» Quoted passage
********************

Worth (2021) Review!!

Synopsis – An attorney in Washington D.C. battles against cynicism, bureaucracy and politics to help the victims of 9/11.

My Take – Two decades ago, specifically one of the most horrifying days in history – September 11, 2001, the whole world stood disgusted and shocked by the unfathomable acts of terrorism that took place on American soil.

A devastating and lingering wound that over the years became a subject of various feature and TV productions ranging from the culmination to aftermath in dramatic retellings of since debunked thrillers and some complicated insights into the fallout.

However, this latest drama from director Sara Colangelo (The Kindergarten Teacher) and writer Max Borenstein (Godzilla vs. Kong), which premiered at last year’s Sundance Film Festival and has now received a quite Netflix release, doesn’t focus on the events of that particular day, but instead sets its premise around the families and loved ones of the victims who were left behind to deal with their incomprehensible loss.

Based on the 2005 memoir ‘What Is Life Worth?’ by lawyer Ken Feinstein, here, director Colangelo examines the process through the prism of a lawyer who had to answer the perplexing question – what is the value of a human life? Though everyone would like to agree that a person’s life cannot be valued in terms of money, but that’s exactly what Feinstein was tasked with, to work out the monetary compensation that the families of victims of the 9/11 attacks should receive from a United States government fund.

Arriving almost exactly on the 20-year anniversary of the 9/11 attacks, the subject matter is expectedly heavy, but backed by excellent performances and intelligent writing, the resulting film is brutally moving and intriguing tale that tackles its somber material without ever getting over-sentimental.

Despite being a good film that treats its subject matter with the respect it deserves, it’s just not going to be remembered as one of the best of the year or as anything bold or innovative. Ultimately, however, the film acknowledges that its plot is not just reenacted subject matter, but it honors 2,996 individual people, each with a name and story that will live on forever.

********************

» Exercise task 1
Quote the whole film review above word for word.
The review and the rows after it are separate material that have nothing to do with each other.

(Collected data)
********************

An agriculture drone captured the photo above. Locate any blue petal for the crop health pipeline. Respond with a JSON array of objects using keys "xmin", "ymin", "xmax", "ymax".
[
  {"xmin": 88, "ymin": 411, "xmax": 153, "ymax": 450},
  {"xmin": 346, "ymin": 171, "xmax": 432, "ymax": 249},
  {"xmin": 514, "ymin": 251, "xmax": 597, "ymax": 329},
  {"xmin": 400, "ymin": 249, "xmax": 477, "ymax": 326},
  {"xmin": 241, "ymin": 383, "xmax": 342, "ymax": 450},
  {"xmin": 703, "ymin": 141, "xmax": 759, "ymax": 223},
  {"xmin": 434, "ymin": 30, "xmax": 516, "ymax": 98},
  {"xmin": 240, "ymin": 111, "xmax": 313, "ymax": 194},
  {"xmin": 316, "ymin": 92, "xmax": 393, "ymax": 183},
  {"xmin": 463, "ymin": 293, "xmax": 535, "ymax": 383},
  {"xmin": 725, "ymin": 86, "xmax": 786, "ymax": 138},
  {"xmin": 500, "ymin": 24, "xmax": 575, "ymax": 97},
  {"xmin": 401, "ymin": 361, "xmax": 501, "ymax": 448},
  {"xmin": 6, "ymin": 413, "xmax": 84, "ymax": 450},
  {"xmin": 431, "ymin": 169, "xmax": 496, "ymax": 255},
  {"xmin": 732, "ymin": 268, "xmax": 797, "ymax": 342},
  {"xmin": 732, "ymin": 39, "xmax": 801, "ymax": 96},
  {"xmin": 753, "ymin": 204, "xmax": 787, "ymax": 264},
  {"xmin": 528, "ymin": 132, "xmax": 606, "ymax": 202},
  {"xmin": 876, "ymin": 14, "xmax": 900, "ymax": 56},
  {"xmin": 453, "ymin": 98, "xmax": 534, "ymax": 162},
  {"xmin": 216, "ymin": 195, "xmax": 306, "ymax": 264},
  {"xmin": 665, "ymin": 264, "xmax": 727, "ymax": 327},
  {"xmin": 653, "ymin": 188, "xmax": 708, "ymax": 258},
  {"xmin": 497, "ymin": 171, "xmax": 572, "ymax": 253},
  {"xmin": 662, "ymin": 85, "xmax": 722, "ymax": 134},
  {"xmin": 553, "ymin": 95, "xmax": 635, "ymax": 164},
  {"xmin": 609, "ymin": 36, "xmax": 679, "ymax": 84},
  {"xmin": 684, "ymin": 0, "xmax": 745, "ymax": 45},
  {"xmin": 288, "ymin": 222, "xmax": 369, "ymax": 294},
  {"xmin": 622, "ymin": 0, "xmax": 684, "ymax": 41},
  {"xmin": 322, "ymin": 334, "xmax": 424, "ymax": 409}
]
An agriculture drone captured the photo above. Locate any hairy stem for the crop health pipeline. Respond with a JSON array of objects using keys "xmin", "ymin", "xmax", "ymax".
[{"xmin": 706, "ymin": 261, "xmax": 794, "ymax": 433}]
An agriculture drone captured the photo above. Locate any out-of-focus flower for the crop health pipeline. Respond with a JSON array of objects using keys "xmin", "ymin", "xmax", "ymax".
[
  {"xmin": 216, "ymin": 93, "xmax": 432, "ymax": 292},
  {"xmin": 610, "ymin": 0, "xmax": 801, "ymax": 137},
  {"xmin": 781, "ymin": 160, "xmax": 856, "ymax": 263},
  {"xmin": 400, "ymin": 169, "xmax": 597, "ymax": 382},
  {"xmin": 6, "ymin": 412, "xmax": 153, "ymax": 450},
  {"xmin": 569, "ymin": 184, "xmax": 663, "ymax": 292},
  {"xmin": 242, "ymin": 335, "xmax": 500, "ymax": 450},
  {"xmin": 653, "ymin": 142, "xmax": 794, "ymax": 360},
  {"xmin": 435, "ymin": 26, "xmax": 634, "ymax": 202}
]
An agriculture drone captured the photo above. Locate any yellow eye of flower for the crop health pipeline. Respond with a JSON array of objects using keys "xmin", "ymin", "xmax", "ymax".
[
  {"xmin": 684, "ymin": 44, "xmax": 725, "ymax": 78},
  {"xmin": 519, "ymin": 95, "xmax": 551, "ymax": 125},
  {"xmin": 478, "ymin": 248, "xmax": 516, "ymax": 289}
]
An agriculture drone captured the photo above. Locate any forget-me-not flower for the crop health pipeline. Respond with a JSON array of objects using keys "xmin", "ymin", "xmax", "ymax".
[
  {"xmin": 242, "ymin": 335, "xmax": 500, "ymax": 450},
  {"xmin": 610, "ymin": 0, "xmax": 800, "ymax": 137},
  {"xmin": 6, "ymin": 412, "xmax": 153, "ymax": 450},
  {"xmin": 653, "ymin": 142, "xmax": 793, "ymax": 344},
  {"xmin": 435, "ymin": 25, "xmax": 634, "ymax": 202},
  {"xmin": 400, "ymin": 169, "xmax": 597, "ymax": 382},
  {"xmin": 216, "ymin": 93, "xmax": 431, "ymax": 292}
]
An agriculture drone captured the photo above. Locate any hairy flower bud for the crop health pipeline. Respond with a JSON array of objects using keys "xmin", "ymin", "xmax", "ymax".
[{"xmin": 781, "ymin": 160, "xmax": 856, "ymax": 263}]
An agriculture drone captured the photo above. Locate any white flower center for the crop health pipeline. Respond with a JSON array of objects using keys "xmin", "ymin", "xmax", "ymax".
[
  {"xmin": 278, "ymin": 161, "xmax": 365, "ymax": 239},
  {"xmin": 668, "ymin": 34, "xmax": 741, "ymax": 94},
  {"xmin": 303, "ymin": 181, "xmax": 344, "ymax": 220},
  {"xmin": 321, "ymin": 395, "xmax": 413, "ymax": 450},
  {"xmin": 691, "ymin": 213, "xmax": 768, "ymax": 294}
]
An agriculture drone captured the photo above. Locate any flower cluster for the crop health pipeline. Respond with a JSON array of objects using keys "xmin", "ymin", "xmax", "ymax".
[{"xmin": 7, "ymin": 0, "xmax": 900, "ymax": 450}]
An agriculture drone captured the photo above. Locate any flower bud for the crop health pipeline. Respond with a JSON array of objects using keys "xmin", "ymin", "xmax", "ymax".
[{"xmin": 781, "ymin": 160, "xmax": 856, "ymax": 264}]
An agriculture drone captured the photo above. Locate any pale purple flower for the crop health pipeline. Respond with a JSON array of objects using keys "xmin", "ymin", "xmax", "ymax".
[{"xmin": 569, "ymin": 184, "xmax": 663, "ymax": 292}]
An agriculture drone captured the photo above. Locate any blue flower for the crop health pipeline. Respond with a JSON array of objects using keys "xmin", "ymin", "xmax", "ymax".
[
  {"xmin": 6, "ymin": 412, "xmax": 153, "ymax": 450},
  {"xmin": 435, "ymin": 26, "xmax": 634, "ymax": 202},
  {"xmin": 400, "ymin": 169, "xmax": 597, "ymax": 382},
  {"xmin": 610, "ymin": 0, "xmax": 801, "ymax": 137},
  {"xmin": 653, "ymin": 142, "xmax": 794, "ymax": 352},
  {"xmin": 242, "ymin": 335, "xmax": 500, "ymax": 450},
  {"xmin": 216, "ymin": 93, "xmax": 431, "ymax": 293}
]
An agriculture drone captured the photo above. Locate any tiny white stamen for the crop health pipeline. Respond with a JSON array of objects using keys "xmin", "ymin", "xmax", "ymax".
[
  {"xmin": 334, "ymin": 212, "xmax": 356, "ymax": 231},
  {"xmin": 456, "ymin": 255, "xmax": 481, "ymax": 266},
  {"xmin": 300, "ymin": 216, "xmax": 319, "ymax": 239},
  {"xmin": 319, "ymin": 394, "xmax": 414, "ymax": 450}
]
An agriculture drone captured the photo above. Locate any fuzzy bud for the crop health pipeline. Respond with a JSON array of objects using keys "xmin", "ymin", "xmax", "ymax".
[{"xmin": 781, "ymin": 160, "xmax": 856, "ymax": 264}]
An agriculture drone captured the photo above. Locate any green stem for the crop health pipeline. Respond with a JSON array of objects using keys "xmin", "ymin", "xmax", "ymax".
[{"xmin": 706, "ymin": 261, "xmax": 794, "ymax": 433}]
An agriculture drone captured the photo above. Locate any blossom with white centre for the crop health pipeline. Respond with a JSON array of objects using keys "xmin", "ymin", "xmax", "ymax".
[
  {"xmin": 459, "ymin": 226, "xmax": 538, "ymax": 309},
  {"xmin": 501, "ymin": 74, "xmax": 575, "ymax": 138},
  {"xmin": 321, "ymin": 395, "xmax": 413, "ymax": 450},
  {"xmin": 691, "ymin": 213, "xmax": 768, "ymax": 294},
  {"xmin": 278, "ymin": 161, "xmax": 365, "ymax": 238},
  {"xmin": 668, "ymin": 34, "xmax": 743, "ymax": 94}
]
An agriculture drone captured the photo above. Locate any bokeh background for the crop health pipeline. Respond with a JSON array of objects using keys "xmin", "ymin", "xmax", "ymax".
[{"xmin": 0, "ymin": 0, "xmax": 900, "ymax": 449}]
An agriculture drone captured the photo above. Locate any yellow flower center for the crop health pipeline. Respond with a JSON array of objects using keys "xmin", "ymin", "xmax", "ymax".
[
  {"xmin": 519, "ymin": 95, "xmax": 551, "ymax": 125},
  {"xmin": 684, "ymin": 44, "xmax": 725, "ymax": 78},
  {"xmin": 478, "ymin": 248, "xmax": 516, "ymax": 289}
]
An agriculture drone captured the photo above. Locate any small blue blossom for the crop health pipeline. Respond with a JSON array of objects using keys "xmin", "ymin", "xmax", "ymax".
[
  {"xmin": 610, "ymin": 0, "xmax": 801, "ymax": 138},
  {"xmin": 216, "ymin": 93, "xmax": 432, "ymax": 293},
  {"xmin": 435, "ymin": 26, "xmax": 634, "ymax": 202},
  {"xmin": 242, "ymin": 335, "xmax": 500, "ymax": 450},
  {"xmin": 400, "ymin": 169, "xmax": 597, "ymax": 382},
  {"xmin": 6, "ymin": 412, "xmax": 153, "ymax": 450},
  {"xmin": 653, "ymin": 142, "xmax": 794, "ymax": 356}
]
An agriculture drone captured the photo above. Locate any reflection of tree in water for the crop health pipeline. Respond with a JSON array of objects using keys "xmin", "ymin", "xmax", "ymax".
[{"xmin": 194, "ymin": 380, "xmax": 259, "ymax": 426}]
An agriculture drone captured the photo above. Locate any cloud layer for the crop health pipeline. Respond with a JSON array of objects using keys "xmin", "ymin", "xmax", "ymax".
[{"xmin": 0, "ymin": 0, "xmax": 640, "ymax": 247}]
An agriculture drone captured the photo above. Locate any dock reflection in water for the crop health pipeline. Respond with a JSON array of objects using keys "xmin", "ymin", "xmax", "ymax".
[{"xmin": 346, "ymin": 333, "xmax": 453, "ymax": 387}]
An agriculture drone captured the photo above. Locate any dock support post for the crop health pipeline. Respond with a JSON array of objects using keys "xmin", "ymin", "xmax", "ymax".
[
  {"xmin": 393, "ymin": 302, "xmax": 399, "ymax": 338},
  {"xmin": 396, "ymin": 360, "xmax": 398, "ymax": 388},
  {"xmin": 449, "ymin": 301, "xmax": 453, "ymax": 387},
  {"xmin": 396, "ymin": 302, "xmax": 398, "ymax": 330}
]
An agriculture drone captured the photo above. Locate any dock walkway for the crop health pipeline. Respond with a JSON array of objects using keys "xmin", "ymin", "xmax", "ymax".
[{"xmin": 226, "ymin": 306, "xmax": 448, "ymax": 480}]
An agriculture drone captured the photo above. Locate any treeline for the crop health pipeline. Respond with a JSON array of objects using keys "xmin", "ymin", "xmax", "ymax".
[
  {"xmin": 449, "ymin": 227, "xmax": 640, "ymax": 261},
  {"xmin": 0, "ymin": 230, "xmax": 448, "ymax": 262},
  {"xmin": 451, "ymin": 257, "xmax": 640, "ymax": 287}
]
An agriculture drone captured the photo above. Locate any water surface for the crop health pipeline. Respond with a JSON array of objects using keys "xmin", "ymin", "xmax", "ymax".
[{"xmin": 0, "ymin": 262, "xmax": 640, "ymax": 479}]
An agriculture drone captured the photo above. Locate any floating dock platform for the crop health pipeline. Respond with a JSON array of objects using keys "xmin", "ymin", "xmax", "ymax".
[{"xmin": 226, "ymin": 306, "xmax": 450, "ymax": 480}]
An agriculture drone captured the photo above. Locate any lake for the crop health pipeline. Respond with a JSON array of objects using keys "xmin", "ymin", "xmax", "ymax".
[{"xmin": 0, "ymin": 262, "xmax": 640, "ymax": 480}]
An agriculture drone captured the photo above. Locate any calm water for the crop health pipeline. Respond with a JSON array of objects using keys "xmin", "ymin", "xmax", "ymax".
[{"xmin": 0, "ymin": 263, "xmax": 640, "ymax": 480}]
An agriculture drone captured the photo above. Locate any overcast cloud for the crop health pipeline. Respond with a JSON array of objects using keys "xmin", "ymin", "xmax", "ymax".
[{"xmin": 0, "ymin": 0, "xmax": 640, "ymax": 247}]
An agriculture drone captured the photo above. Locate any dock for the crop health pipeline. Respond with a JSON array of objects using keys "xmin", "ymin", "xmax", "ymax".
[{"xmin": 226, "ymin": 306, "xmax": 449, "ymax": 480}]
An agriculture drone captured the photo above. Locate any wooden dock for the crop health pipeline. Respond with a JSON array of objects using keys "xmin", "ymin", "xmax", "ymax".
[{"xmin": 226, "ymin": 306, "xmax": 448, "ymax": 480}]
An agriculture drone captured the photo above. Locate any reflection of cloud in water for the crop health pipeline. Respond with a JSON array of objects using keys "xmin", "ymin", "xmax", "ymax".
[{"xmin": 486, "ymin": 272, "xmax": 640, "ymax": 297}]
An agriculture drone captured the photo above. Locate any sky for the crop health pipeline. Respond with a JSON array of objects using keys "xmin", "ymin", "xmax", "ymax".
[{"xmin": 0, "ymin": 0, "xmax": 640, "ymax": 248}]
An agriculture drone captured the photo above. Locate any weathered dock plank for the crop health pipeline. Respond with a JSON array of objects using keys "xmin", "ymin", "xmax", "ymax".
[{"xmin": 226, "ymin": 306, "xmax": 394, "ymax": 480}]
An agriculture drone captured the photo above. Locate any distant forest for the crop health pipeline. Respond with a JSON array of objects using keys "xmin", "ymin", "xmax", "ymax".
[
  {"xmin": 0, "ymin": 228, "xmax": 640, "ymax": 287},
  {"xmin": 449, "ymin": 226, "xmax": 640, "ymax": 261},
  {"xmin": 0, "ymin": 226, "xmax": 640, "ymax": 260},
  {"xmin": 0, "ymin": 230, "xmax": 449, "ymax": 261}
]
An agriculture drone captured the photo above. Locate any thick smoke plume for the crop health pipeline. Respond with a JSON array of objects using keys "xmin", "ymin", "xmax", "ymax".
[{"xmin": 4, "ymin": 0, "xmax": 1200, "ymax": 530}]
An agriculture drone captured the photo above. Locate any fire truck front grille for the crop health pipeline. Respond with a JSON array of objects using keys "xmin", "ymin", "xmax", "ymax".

********************

» Exercise task 2
Pull out every line of the rows above that contains the word "cloud", treating uppercase and lowercase as different.

» Complete response 1
Worth (2021) Review!!

Synopsis – An attorney in Washington D.C. battles against cynicism, bureaucracy and politics to help the victims of 9/11.

My Take – Two decades ago, specifically one of the most horrifying days in history – September 11, 2001, the whole world stood disgusted and shocked by the unfathomable acts of terrorism that took place on American soil.

A devastating and lingering wound that over the years became a subject of various feature and TV productions ranging from the culmination to aftermath in dramatic retellings of since debunked thrillers and some complicated insights into the fallout.

However, this latest drama from director Sara Colangelo (The Kindergarten Teacher) and writer Max Borenstein (Godzilla vs. Kong), which premiered at last year’s Sundance Film Festival and has now received a quite Netflix release, doesn’t focus on the events of that particular day, but instead sets its premise around the families and loved ones of the victims who were left behind to deal with their incomprehensible loss.

Based on the 2005 memoir ‘What Is Life Worth?’ by lawyer Ken Feinstein, here, director Colangelo examines the process through the prism of a lawyer who had to answer the perplexing question – what is the value of a human life? Though everyone would like to agree that a person’s life cannot be valued in terms of money, but that’s exactly what Feinstein was tasked with, to work out the monetary compensation that the families of victims of the 9/11 attacks should receive from a United States government fund.

Arriving almost exactly on the 20-year anniversary of the 9/11 attacks, the subject matter is expectedly heavy, but backed by excellent performances and intelligent writing, the resulting film is brutally moving and intriguing tale that tackles its somber material without ever getting over-sentimental.

Despite being a good film that treats its subject matter with the respect it deserves, it’s just not going to be remembered as one of the best of the year or as anything bold or innovative. Ultimately, however, the film acknowledges that its plot is not just reenacted subject matter, but it honors 2,996 individual people, each with a name and story that will live on forever.

» Complete response 2
An agriculture drone captured the photo above. Locate any cloud layer for the crop health pipeline. Respond with a JSON array of objects using keys "xmin", "ymin", "xmax", "ymax".
An agriculture drone captured the photo above. Locate any overcast cloud for the crop health pipeline. Respond with a JSON array of objects using keys "xmin", "ymin", "xmax", "ymax".
An agriculture drone captured the photo above. Locate any reflection of cloud in water for the crop health pipeline. Respond with a JSON array of objects using keys "xmin", "ymin", "xmax", "ymax".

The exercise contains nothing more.